Exercise objective:
Copy the records below from the line containing "Mark the postcard" through the end of the records, requests included, and add -25 to every coordinate in the answers.

Data to process:
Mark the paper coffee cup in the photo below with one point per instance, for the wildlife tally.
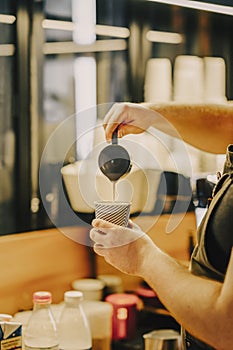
(115, 212)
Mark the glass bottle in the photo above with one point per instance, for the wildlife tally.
(73, 326)
(41, 330)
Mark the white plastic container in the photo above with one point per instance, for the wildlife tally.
(73, 326)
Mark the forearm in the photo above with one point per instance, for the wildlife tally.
(206, 126)
(192, 300)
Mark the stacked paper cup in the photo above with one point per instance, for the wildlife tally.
(188, 79)
(158, 80)
(215, 79)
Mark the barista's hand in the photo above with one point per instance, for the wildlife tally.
(130, 118)
(125, 248)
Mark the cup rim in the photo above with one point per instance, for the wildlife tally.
(112, 202)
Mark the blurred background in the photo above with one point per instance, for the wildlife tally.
(58, 57)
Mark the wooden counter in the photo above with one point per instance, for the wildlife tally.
(175, 243)
(40, 260)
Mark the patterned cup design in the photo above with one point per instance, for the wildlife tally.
(115, 212)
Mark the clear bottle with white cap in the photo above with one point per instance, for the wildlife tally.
(41, 330)
(73, 326)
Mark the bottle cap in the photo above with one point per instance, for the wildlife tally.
(73, 295)
(42, 297)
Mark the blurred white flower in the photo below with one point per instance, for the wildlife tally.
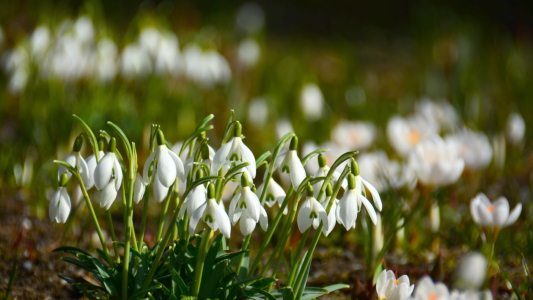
(473, 147)
(435, 162)
(496, 214)
(312, 102)
(249, 52)
(390, 288)
(516, 128)
(405, 133)
(354, 135)
(471, 271)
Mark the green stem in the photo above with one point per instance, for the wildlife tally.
(199, 269)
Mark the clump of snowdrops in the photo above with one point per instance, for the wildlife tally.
(193, 255)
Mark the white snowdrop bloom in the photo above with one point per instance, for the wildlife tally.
(168, 57)
(354, 135)
(473, 147)
(441, 112)
(351, 202)
(312, 102)
(274, 194)
(292, 165)
(234, 152)
(108, 172)
(167, 167)
(435, 162)
(138, 189)
(77, 162)
(311, 213)
(405, 133)
(106, 62)
(495, 214)
(84, 30)
(390, 288)
(258, 112)
(516, 128)
(471, 271)
(59, 207)
(40, 40)
(246, 209)
(426, 289)
(249, 52)
(212, 213)
(135, 62)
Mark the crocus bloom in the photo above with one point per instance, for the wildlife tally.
(390, 288)
(213, 214)
(234, 151)
(436, 163)
(495, 214)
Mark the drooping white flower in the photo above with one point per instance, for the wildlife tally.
(213, 214)
(246, 208)
(405, 133)
(495, 214)
(390, 288)
(234, 152)
(311, 213)
(435, 162)
(59, 207)
(77, 162)
(473, 147)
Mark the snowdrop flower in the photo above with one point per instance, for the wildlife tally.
(405, 133)
(390, 288)
(471, 271)
(495, 214)
(77, 162)
(426, 289)
(311, 213)
(234, 151)
(312, 102)
(436, 163)
(292, 165)
(59, 207)
(473, 147)
(354, 135)
(246, 208)
(274, 193)
(516, 128)
(350, 204)
(167, 166)
(212, 213)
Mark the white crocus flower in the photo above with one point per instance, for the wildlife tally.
(390, 288)
(77, 162)
(495, 214)
(246, 208)
(350, 204)
(292, 165)
(213, 214)
(234, 152)
(311, 213)
(426, 289)
(473, 147)
(59, 207)
(274, 194)
(167, 166)
(436, 163)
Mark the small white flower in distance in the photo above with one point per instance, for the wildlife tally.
(234, 152)
(496, 214)
(473, 147)
(405, 133)
(212, 213)
(435, 162)
(390, 288)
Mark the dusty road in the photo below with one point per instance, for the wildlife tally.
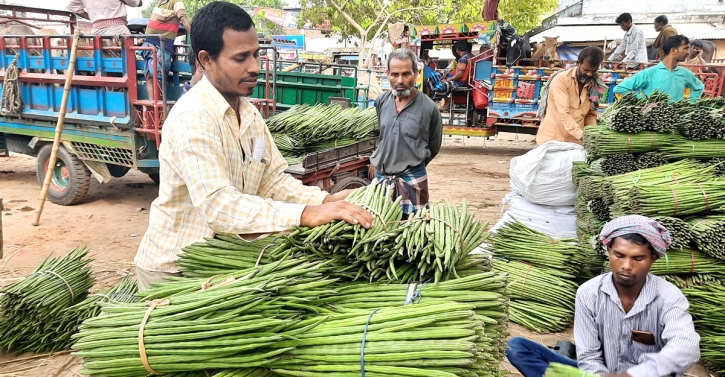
(112, 219)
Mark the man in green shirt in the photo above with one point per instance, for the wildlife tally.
(666, 76)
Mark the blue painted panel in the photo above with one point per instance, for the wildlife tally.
(115, 103)
(114, 65)
(40, 96)
(88, 102)
(36, 62)
(86, 64)
(58, 98)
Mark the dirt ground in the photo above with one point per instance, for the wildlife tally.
(112, 219)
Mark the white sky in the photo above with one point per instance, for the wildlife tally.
(60, 5)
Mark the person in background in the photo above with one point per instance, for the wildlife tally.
(666, 76)
(108, 16)
(165, 19)
(633, 49)
(196, 71)
(411, 133)
(431, 78)
(695, 58)
(459, 77)
(665, 31)
(628, 322)
(219, 169)
(570, 100)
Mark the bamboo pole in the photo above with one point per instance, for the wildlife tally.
(1, 228)
(58, 129)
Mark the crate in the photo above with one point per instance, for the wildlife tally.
(4, 151)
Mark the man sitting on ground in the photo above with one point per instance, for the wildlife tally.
(459, 77)
(627, 322)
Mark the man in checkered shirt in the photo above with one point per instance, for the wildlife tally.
(211, 180)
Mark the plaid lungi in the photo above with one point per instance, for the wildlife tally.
(411, 185)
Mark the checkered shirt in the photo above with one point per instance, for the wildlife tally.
(210, 183)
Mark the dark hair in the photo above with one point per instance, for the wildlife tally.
(463, 46)
(624, 17)
(634, 238)
(592, 55)
(191, 56)
(674, 42)
(211, 21)
(455, 52)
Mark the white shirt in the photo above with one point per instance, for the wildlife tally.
(633, 46)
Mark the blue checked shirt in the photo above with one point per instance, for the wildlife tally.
(603, 332)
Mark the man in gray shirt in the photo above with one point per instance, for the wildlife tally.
(411, 133)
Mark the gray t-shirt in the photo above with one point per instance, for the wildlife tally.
(407, 139)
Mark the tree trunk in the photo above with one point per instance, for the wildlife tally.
(361, 52)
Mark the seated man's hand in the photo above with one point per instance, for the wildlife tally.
(326, 213)
(337, 197)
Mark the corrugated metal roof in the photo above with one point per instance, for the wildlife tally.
(587, 33)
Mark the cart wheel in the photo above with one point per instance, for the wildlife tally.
(348, 183)
(71, 178)
(155, 177)
(117, 171)
(371, 172)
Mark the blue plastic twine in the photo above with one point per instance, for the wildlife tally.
(362, 347)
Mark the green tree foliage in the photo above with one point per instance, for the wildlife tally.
(263, 25)
(368, 19)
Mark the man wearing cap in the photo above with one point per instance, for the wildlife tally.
(627, 322)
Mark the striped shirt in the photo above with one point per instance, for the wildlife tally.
(603, 331)
(165, 20)
(210, 184)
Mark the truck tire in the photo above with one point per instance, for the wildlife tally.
(348, 183)
(19, 144)
(155, 177)
(71, 178)
(117, 171)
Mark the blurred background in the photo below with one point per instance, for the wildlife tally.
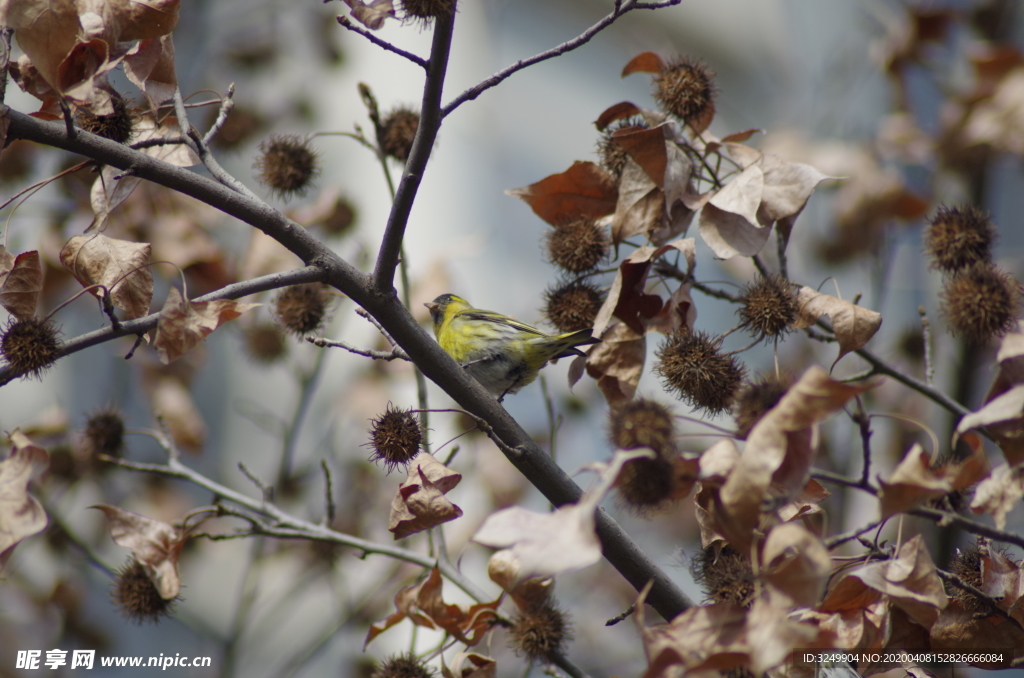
(869, 91)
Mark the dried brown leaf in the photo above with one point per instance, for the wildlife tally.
(854, 326)
(645, 62)
(585, 191)
(420, 502)
(20, 514)
(155, 544)
(20, 285)
(779, 451)
(121, 266)
(999, 493)
(914, 481)
(616, 363)
(372, 14)
(909, 580)
(183, 324)
(564, 540)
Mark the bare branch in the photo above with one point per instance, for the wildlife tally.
(568, 46)
(346, 23)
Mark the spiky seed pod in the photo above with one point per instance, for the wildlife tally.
(137, 596)
(643, 423)
(578, 246)
(981, 302)
(30, 345)
(725, 575)
(966, 563)
(612, 155)
(540, 633)
(402, 666)
(265, 343)
(287, 165)
(691, 364)
(958, 237)
(427, 10)
(104, 433)
(769, 307)
(686, 89)
(572, 306)
(645, 485)
(117, 126)
(757, 397)
(302, 308)
(395, 437)
(340, 219)
(398, 132)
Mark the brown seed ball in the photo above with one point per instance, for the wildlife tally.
(395, 437)
(686, 89)
(645, 485)
(578, 246)
(725, 575)
(540, 633)
(265, 343)
(960, 237)
(572, 306)
(981, 302)
(402, 666)
(643, 423)
(612, 155)
(769, 307)
(287, 165)
(755, 399)
(104, 433)
(137, 596)
(398, 132)
(691, 365)
(117, 126)
(30, 346)
(425, 10)
(302, 309)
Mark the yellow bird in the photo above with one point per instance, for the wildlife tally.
(499, 351)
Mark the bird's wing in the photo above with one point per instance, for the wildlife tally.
(492, 316)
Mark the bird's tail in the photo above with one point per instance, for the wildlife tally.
(572, 339)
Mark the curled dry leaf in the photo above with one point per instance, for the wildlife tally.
(779, 450)
(910, 581)
(854, 326)
(183, 324)
(155, 544)
(423, 605)
(616, 363)
(999, 493)
(420, 502)
(585, 191)
(121, 266)
(470, 665)
(547, 544)
(914, 481)
(373, 13)
(20, 514)
(796, 563)
(20, 283)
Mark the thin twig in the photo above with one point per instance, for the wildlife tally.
(394, 353)
(568, 46)
(346, 23)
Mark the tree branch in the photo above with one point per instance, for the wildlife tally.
(423, 144)
(568, 46)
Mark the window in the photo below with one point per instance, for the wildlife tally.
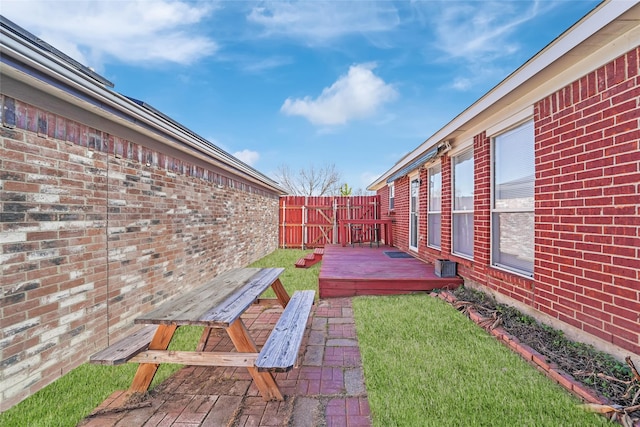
(435, 206)
(512, 213)
(414, 199)
(463, 204)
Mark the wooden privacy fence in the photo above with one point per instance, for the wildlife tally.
(312, 221)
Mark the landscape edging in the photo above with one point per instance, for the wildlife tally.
(532, 356)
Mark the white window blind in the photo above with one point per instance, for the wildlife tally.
(512, 229)
(435, 206)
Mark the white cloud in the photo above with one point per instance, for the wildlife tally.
(356, 95)
(319, 22)
(366, 178)
(480, 31)
(247, 156)
(132, 31)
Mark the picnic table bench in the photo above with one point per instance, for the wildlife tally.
(218, 304)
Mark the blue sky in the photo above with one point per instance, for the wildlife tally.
(357, 84)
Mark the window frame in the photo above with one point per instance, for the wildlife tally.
(430, 211)
(493, 210)
(455, 211)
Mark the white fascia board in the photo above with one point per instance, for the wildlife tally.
(595, 21)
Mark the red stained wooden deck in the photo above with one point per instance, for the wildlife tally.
(349, 271)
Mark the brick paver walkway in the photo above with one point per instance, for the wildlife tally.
(327, 389)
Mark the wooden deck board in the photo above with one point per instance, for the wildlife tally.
(350, 271)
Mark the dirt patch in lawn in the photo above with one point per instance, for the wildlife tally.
(599, 371)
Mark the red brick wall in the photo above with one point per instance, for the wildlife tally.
(95, 230)
(587, 266)
(587, 212)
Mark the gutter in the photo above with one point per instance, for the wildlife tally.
(87, 88)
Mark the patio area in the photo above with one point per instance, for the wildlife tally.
(366, 270)
(326, 389)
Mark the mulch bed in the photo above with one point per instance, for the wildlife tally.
(617, 382)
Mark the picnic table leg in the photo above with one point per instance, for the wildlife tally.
(146, 371)
(244, 344)
(281, 293)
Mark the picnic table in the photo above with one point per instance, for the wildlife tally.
(218, 305)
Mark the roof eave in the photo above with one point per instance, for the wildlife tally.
(603, 14)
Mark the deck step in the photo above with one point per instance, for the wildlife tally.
(310, 259)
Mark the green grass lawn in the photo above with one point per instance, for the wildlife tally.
(424, 363)
(72, 397)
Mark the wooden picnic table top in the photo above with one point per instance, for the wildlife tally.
(216, 304)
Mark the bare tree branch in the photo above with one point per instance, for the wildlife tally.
(310, 181)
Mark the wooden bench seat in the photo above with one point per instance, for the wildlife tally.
(124, 350)
(280, 352)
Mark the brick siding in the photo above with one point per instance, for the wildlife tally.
(95, 230)
(587, 209)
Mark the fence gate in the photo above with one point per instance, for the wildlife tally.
(312, 221)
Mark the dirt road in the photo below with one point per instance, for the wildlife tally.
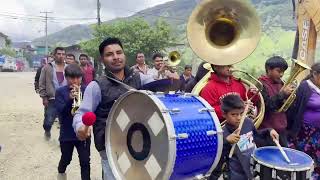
(25, 154)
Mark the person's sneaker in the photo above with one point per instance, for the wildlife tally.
(62, 176)
(47, 135)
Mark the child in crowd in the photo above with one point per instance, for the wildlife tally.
(239, 164)
(68, 139)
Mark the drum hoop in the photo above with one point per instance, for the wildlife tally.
(219, 135)
(171, 134)
(170, 131)
(112, 164)
(282, 168)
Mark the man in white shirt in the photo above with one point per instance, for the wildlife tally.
(160, 69)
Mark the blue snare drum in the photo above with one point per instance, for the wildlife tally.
(162, 136)
(268, 163)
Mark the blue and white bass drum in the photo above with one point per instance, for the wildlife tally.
(162, 136)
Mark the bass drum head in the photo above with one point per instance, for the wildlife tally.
(137, 138)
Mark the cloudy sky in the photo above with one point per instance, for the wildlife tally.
(21, 19)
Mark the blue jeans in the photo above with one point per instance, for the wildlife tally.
(50, 114)
(106, 169)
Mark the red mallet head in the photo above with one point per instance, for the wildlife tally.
(89, 118)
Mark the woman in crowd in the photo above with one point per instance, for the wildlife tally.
(304, 118)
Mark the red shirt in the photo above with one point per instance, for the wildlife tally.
(216, 89)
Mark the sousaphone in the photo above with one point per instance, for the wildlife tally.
(224, 32)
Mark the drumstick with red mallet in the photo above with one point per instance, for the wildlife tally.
(88, 119)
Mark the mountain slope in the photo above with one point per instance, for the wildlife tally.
(273, 13)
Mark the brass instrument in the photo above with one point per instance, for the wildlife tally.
(258, 119)
(224, 32)
(76, 101)
(297, 69)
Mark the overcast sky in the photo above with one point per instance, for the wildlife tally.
(20, 18)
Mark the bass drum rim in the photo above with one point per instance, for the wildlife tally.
(219, 135)
(170, 131)
(257, 120)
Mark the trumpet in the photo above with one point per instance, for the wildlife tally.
(76, 100)
(292, 81)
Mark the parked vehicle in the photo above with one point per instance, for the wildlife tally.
(9, 65)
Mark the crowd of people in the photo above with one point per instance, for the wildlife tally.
(59, 81)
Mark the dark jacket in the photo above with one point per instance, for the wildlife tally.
(239, 163)
(110, 91)
(184, 82)
(296, 111)
(63, 105)
(36, 79)
(273, 99)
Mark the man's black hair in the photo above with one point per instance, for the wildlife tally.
(59, 49)
(231, 102)
(72, 56)
(187, 67)
(157, 55)
(139, 52)
(276, 62)
(84, 55)
(73, 71)
(107, 42)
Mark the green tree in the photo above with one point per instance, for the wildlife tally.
(8, 51)
(135, 34)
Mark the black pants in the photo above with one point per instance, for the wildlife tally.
(83, 148)
(50, 115)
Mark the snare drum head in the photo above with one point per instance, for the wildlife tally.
(137, 139)
(272, 157)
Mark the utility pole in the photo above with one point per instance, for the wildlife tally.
(98, 12)
(46, 29)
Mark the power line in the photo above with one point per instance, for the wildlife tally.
(46, 29)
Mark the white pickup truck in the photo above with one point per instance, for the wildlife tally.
(9, 65)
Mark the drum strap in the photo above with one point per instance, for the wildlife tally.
(121, 83)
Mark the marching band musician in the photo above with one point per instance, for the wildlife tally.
(304, 118)
(220, 84)
(68, 139)
(239, 164)
(100, 95)
(273, 97)
(51, 78)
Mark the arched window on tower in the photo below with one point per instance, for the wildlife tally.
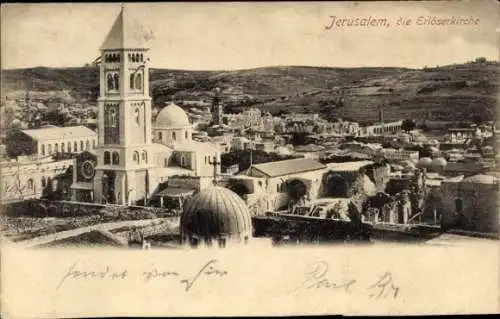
(112, 117)
(116, 158)
(136, 116)
(132, 81)
(117, 81)
(31, 185)
(458, 205)
(107, 159)
(138, 82)
(110, 82)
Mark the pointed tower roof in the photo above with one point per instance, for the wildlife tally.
(126, 33)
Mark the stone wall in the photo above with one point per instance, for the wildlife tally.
(480, 209)
(45, 208)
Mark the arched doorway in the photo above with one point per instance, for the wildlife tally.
(296, 189)
(108, 187)
(336, 186)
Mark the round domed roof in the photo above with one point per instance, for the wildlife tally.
(216, 211)
(172, 116)
(481, 179)
(439, 162)
(424, 162)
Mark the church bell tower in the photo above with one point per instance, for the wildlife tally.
(124, 159)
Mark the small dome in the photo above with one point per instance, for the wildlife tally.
(172, 116)
(439, 162)
(424, 162)
(481, 179)
(369, 187)
(216, 211)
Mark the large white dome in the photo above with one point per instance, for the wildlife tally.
(172, 116)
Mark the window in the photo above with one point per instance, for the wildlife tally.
(132, 81)
(116, 158)
(117, 81)
(107, 159)
(110, 82)
(112, 117)
(458, 205)
(136, 116)
(138, 82)
(31, 185)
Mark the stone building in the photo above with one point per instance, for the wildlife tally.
(27, 178)
(48, 141)
(471, 203)
(135, 156)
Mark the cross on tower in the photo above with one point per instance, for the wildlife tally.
(214, 163)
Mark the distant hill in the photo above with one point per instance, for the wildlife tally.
(457, 92)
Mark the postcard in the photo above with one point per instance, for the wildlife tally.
(249, 158)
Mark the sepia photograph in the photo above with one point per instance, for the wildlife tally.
(250, 157)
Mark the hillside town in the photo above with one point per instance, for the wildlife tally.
(190, 172)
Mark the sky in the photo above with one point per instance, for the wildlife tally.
(227, 36)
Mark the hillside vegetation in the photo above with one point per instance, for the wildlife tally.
(458, 92)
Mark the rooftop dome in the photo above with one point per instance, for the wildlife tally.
(439, 162)
(424, 162)
(172, 116)
(481, 179)
(216, 211)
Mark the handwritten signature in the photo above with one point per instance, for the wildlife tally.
(209, 269)
(317, 277)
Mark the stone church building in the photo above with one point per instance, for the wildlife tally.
(133, 156)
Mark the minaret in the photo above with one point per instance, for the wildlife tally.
(217, 108)
(125, 140)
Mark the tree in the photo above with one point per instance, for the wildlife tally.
(408, 125)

Exercise output:
Mark the postcard in the photo above with one point per instance, for the wildlife tally.
(224, 133)
Mark the sepia photograph in the photo above with one point per instance, for the wildlife tally.
(225, 132)
Mark the hillside town in the photo above with one point per instance, for the wildlife tally.
(165, 147)
Mark the sky in the photo above with one point per instance, for the wildlife tally.
(202, 11)
Mark the hillside vegetation in the photo above with one point per instance, for the wildlife tally.
(433, 67)
Mark the rooftop dome in the photo above with one point per instance, for the wildlife tally.
(414, 137)
(399, 137)
(147, 91)
(456, 154)
(191, 186)
Mark the handwritten signature in the photo above with one point per instance, for the wildlife tally.
(184, 244)
(292, 252)
Mark the stone church building in the photo above with one point per instance, for the wildlife tally.
(108, 131)
Mark the minaret in the photo above with one point per instance, for the wildlife tally.
(192, 83)
(100, 115)
Mark the tree in the photo above with one point per instance, for the wildlife tally.
(383, 100)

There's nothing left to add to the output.